Task directions – Gather each line from the records below that contains the string "fence". Case counts.

Exercise data –

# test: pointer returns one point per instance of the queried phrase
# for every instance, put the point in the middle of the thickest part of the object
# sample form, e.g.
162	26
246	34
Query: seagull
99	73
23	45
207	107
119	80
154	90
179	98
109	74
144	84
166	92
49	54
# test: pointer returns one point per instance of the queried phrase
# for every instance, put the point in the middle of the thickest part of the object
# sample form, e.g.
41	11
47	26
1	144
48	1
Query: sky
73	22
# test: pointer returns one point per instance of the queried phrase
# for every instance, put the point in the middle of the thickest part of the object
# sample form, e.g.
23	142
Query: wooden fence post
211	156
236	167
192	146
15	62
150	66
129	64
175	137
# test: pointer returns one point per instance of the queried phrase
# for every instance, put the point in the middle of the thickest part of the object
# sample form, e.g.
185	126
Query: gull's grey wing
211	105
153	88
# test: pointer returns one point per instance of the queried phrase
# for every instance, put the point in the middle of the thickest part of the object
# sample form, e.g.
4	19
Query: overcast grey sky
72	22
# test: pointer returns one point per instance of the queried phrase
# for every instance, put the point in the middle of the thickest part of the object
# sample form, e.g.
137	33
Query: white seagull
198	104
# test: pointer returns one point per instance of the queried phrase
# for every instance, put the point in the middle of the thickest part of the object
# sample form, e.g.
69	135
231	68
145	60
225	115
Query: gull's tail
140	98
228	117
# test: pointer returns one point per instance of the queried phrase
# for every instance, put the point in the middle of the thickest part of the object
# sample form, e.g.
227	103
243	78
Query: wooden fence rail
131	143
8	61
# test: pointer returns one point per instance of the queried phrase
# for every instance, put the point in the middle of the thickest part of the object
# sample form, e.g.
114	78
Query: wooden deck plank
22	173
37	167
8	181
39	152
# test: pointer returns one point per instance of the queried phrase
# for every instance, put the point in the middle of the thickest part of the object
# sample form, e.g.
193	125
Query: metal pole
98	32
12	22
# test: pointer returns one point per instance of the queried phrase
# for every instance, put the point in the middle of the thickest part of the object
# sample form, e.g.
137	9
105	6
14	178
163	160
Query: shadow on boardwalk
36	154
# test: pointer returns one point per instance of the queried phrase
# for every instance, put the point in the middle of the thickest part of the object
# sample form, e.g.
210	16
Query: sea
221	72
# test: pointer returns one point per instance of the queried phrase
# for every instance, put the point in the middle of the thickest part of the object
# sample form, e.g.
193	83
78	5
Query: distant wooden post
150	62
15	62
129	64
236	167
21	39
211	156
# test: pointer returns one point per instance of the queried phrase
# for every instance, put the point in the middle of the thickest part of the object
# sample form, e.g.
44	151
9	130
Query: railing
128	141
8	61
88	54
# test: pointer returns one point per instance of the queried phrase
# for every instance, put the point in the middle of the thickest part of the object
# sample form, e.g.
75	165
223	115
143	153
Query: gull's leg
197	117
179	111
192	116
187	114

Result of the exercise –
Query: wooden fence post
Query: wooden fence rail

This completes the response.